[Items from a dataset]
** BEGIN **
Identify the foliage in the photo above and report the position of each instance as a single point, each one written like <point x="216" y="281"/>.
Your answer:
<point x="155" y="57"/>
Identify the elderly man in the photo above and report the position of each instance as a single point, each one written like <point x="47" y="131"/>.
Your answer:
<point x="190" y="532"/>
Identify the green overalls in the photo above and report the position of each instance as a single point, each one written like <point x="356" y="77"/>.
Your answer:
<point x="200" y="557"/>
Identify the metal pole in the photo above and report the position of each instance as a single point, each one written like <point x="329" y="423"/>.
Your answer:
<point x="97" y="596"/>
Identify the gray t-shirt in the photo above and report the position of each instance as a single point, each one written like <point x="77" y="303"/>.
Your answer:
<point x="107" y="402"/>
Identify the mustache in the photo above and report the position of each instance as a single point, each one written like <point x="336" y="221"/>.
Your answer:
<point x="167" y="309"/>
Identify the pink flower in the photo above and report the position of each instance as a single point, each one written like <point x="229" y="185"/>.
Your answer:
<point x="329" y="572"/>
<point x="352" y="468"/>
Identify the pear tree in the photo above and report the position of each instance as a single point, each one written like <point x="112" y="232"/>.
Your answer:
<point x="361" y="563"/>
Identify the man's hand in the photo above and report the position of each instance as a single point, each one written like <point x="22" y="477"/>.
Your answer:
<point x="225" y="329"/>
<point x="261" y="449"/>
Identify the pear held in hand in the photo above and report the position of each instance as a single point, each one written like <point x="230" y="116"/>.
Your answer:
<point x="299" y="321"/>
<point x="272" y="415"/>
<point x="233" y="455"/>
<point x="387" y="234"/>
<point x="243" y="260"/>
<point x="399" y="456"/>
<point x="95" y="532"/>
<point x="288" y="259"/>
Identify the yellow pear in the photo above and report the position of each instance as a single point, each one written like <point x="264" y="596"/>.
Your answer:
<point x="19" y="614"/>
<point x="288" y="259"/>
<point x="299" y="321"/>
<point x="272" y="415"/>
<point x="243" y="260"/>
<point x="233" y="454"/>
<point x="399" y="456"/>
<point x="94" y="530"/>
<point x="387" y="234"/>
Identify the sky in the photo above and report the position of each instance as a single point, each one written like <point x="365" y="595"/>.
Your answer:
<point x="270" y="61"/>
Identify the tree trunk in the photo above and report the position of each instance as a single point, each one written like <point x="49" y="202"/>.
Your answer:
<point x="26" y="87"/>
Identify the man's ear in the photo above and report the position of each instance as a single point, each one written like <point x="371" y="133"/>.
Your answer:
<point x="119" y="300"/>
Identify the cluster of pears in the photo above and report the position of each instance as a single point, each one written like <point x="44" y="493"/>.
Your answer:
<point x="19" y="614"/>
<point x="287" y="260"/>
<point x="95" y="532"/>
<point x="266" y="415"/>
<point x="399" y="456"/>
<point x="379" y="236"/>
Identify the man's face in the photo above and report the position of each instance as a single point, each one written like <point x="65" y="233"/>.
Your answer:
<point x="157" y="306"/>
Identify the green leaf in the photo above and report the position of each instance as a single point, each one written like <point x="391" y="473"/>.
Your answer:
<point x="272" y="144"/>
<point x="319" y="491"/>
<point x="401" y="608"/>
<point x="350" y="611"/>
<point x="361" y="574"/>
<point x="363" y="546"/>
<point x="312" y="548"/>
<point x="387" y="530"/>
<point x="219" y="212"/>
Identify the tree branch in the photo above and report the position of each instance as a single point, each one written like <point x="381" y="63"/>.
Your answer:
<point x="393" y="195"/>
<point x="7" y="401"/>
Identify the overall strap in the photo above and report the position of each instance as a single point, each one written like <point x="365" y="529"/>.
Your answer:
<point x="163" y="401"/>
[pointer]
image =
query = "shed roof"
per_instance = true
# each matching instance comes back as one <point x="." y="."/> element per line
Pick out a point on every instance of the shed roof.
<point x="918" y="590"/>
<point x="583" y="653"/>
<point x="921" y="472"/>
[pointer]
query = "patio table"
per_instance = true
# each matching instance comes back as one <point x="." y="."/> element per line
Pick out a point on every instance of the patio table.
** END **
** BEGIN **
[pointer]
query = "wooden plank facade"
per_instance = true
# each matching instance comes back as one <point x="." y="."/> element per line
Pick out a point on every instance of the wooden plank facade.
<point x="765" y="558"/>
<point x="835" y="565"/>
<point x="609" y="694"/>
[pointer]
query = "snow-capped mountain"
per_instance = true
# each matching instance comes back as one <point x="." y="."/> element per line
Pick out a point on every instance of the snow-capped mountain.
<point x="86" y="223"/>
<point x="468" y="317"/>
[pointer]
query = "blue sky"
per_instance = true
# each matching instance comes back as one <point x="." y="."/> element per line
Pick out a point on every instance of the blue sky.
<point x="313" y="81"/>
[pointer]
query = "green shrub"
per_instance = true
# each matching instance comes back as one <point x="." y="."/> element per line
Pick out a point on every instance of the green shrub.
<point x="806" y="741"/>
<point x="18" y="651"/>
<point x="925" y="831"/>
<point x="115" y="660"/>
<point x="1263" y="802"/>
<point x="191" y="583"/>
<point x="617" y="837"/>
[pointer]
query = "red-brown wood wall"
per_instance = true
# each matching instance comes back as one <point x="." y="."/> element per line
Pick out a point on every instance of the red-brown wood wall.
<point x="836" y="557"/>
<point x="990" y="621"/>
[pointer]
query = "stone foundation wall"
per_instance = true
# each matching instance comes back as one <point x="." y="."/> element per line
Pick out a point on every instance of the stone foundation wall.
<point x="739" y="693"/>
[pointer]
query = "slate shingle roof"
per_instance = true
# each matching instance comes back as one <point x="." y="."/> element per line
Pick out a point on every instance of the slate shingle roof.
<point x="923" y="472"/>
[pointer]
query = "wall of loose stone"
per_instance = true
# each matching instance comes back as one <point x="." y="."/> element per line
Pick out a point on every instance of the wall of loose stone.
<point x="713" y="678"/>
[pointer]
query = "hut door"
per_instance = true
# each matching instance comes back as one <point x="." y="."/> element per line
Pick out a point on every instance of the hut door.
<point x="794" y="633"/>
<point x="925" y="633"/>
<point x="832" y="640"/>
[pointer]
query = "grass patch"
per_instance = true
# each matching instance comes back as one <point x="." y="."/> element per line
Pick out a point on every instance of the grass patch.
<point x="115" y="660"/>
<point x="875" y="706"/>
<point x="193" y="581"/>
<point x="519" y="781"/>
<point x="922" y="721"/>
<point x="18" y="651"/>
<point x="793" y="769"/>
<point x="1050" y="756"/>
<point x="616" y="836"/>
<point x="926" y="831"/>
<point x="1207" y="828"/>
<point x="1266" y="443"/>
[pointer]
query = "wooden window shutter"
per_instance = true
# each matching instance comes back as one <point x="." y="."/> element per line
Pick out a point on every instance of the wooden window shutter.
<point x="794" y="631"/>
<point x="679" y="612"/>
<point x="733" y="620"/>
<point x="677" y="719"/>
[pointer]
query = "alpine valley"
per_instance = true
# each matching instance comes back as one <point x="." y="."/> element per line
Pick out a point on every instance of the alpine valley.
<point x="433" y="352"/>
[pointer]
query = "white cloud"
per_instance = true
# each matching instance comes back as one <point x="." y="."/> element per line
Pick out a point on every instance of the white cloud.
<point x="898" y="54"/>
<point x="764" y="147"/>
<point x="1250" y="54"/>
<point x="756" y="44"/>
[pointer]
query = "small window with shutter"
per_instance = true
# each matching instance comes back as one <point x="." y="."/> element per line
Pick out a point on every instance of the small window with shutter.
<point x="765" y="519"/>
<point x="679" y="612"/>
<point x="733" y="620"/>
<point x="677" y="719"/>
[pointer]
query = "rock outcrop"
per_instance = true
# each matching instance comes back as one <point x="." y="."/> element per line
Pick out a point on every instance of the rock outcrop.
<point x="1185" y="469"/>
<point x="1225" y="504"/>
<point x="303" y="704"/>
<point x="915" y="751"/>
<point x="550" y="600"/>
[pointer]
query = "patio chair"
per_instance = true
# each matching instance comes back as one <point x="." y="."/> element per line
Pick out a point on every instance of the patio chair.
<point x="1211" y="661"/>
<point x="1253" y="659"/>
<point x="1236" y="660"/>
** END **
Required task >> How many lines in the items above contain the word "shingle"? Reply with the number alone.

Completed exercise >> 2